■ **RECORD LIST**:
——
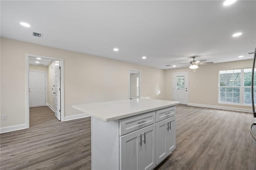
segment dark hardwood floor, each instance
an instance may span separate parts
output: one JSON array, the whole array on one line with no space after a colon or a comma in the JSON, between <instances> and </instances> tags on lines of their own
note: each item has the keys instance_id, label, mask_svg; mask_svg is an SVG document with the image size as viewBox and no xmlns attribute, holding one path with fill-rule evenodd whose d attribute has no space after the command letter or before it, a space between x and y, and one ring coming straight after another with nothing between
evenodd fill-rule
<instances>
[{"instance_id":1,"label":"dark hardwood floor","mask_svg":"<svg viewBox=\"0 0 256 170\"><path fill-rule=\"evenodd\" d=\"M1 170L90 170L90 118L30 109L30 127L0 135ZM155 169L256 170L252 114L178 105L176 149ZM254 127L256 133L256 127Z\"/></svg>"}]
</instances>

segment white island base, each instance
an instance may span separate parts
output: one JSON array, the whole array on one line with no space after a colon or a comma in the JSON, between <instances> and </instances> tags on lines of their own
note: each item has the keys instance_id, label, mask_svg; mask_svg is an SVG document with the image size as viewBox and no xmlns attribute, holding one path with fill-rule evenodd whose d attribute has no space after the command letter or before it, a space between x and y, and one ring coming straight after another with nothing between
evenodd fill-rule
<instances>
[{"instance_id":1,"label":"white island base","mask_svg":"<svg viewBox=\"0 0 256 170\"><path fill-rule=\"evenodd\" d=\"M92 116L92 169L156 166L175 148L179 103L141 99L73 106Z\"/></svg>"}]
</instances>

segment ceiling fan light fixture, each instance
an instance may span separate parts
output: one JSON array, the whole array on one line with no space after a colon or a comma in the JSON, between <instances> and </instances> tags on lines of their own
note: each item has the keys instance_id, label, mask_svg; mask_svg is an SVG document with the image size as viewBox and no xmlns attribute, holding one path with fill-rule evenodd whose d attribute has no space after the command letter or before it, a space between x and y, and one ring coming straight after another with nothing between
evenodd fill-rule
<instances>
[{"instance_id":1,"label":"ceiling fan light fixture","mask_svg":"<svg viewBox=\"0 0 256 170\"><path fill-rule=\"evenodd\" d=\"M195 64L193 64L189 66L189 68L191 69L196 69L198 67L198 66Z\"/></svg>"},{"instance_id":2,"label":"ceiling fan light fixture","mask_svg":"<svg viewBox=\"0 0 256 170\"><path fill-rule=\"evenodd\" d=\"M224 6L227 6L231 5L236 1L236 0L226 0L223 3L223 5Z\"/></svg>"}]
</instances>

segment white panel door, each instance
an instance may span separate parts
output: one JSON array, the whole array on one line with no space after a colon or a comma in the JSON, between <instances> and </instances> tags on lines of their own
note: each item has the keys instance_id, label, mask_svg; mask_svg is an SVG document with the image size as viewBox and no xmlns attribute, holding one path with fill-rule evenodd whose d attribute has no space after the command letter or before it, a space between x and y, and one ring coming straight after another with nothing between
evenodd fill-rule
<instances>
[{"instance_id":1,"label":"white panel door","mask_svg":"<svg viewBox=\"0 0 256 170\"><path fill-rule=\"evenodd\" d=\"M142 169L151 170L156 165L156 124L142 129Z\"/></svg>"},{"instance_id":2,"label":"white panel door","mask_svg":"<svg viewBox=\"0 0 256 170\"><path fill-rule=\"evenodd\" d=\"M188 104L188 96L187 73L174 74L173 100L180 101L181 104Z\"/></svg>"},{"instance_id":3,"label":"white panel door","mask_svg":"<svg viewBox=\"0 0 256 170\"><path fill-rule=\"evenodd\" d=\"M29 106L44 106L45 73L29 72Z\"/></svg>"},{"instance_id":4,"label":"white panel door","mask_svg":"<svg viewBox=\"0 0 256 170\"><path fill-rule=\"evenodd\" d=\"M55 61L55 90L54 105L55 117L60 121L60 62Z\"/></svg>"},{"instance_id":5,"label":"white panel door","mask_svg":"<svg viewBox=\"0 0 256 170\"><path fill-rule=\"evenodd\" d=\"M141 131L138 130L120 137L121 169L141 169Z\"/></svg>"}]
</instances>

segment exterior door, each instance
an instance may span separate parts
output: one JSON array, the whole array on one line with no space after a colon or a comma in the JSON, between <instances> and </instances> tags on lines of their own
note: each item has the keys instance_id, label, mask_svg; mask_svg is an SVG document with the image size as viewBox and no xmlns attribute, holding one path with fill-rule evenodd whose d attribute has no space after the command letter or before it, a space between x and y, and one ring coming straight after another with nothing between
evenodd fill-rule
<instances>
[{"instance_id":1,"label":"exterior door","mask_svg":"<svg viewBox=\"0 0 256 170\"><path fill-rule=\"evenodd\" d=\"M45 106L45 73L29 72L29 107Z\"/></svg>"},{"instance_id":2,"label":"exterior door","mask_svg":"<svg viewBox=\"0 0 256 170\"><path fill-rule=\"evenodd\" d=\"M55 61L55 117L60 121L60 62Z\"/></svg>"},{"instance_id":3,"label":"exterior door","mask_svg":"<svg viewBox=\"0 0 256 170\"><path fill-rule=\"evenodd\" d=\"M173 100L188 104L188 73L174 74Z\"/></svg>"}]
</instances>

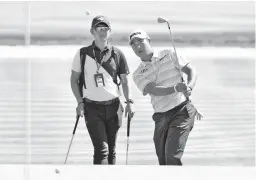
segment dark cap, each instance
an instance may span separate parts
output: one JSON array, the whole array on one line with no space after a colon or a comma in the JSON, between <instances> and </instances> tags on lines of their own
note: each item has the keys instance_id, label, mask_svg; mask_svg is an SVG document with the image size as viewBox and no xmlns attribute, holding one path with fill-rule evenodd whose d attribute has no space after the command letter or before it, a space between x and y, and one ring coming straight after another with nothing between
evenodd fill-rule
<instances>
[{"instance_id":1,"label":"dark cap","mask_svg":"<svg viewBox=\"0 0 256 180\"><path fill-rule=\"evenodd\" d=\"M91 27L94 28L97 24L100 24L100 23L104 23L108 27L110 27L110 23L105 16L96 16L95 18L93 18Z\"/></svg>"}]
</instances>

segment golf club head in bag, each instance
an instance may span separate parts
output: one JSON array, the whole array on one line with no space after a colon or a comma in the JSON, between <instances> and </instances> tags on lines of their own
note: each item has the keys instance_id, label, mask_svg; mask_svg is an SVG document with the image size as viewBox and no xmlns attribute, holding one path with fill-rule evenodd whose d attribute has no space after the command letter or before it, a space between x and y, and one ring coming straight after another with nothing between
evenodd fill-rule
<instances>
[{"instance_id":1,"label":"golf club head in bag","mask_svg":"<svg viewBox=\"0 0 256 180\"><path fill-rule=\"evenodd\" d=\"M128 164L128 150L129 150L130 124L131 124L131 117L128 115L128 117L127 117L126 165Z\"/></svg>"},{"instance_id":2,"label":"golf club head in bag","mask_svg":"<svg viewBox=\"0 0 256 180\"><path fill-rule=\"evenodd\" d=\"M158 17L157 18L157 22L158 23L166 23L166 22L168 22L166 19L164 19L164 18L162 18L162 17Z\"/></svg>"}]
</instances>

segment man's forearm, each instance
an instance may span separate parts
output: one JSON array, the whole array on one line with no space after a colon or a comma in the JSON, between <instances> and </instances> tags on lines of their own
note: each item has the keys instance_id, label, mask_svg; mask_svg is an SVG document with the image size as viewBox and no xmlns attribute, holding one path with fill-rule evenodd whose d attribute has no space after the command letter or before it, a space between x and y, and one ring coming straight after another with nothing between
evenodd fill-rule
<instances>
[{"instance_id":1,"label":"man's forearm","mask_svg":"<svg viewBox=\"0 0 256 180\"><path fill-rule=\"evenodd\" d=\"M189 71L189 73L187 75L188 87L193 89L194 86L196 85L196 80L197 80L196 71L194 69L191 69L191 71Z\"/></svg>"},{"instance_id":2,"label":"man's forearm","mask_svg":"<svg viewBox=\"0 0 256 180\"><path fill-rule=\"evenodd\" d=\"M77 103L83 102L83 97L82 97L82 94L80 93L78 82L71 81L71 89L76 98Z\"/></svg>"},{"instance_id":3,"label":"man's forearm","mask_svg":"<svg viewBox=\"0 0 256 180\"><path fill-rule=\"evenodd\" d=\"M130 90L129 83L122 84L122 89L123 89L123 94L126 101L131 99L132 97L131 97L131 90Z\"/></svg>"}]
</instances>

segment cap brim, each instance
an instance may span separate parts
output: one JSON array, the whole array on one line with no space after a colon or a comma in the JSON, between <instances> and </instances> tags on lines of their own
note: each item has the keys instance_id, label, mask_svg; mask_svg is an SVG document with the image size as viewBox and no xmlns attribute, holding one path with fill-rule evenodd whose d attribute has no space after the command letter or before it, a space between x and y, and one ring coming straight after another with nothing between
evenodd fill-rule
<instances>
[{"instance_id":1,"label":"cap brim","mask_svg":"<svg viewBox=\"0 0 256 180\"><path fill-rule=\"evenodd\" d=\"M93 27L97 26L98 24L105 24L106 26L110 27L110 25L109 25L108 23L103 22L103 21L102 21L102 22L98 22L98 23L94 24L94 26L93 26Z\"/></svg>"},{"instance_id":2,"label":"cap brim","mask_svg":"<svg viewBox=\"0 0 256 180\"><path fill-rule=\"evenodd\" d=\"M148 37L146 37L146 36L144 36L144 35L141 35L141 34L138 34L138 35L136 35L136 36L133 36L132 39L130 39L130 42L129 42L130 45L131 45L132 41L133 41L135 38L136 38L136 39L146 39L146 38L148 38Z\"/></svg>"}]
</instances>

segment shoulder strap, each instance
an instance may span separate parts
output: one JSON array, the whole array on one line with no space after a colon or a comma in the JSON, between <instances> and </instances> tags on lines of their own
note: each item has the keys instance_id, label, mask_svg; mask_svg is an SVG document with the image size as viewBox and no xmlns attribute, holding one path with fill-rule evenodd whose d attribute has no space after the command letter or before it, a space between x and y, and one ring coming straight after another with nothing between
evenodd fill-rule
<instances>
[{"instance_id":1,"label":"shoulder strap","mask_svg":"<svg viewBox=\"0 0 256 180\"><path fill-rule=\"evenodd\" d=\"M119 83L117 82L117 78L116 78L116 84L119 88L120 84L121 84L121 78L120 78L120 72L119 72L119 61L118 61L118 58L117 58L117 55L115 53L115 47L112 46L112 52L111 52L111 57L113 57L114 61L115 61L115 64L116 64L116 75L119 77Z\"/></svg>"},{"instance_id":2,"label":"shoulder strap","mask_svg":"<svg viewBox=\"0 0 256 180\"><path fill-rule=\"evenodd\" d=\"M85 64L86 55L87 55L87 48L88 47L83 47L80 49L81 75L79 79L79 88L80 88L81 94L83 94L83 86L86 89L85 78L84 78L84 64Z\"/></svg>"}]
</instances>

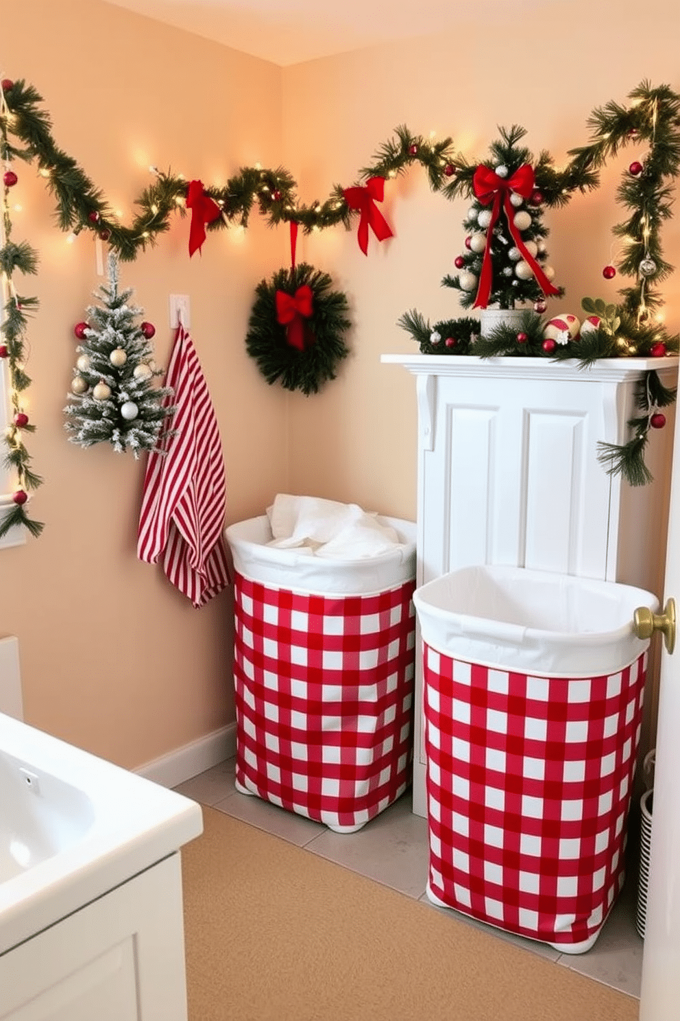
——
■ **WHAT IS REQUIRED**: Return the lines of the data word for word, starting at the line that contains "segment shoulder strap, each instance" and ending at the end of the data. Leave the pictures out of your answer.

■ **FULL SOLUTION**:
segment shoulder strap, each instance
an instance may span separate parts
output: one JSON array, the whole array on one line with no space after a colon or a comma in the JSON, between <instances> and </instances> tags on lines of their own
note: each item has the keys instance_id, label, mask_svg; mask_svg is an SVG document with the image size as viewBox and no xmlns attribute, holding one path with fill-rule evenodd whose d attribute has no space after the command letter or before it, a space between x and y, and one ring coming straight after another with nothing between
evenodd fill-rule
<instances>
[{"instance_id":1,"label":"shoulder strap","mask_svg":"<svg viewBox=\"0 0 256 180\"><path fill-rule=\"evenodd\" d=\"M119 83L117 82L117 78L116 78L116 84L119 88L120 84L121 84L121 78L120 78L120 72L119 72L119 61L118 61L118 58L117 58L117 55L115 53L115 47L112 46L112 52L111 52L111 57L113 57L114 61L115 61L115 64L116 64L116 75L119 77Z\"/></svg>"},{"instance_id":2,"label":"shoulder strap","mask_svg":"<svg viewBox=\"0 0 256 180\"><path fill-rule=\"evenodd\" d=\"M85 64L86 55L87 55L87 48L88 47L83 47L80 49L81 75L79 79L79 88L80 88L81 94L83 94L83 86L86 89L85 78L84 78L84 64Z\"/></svg>"}]
</instances>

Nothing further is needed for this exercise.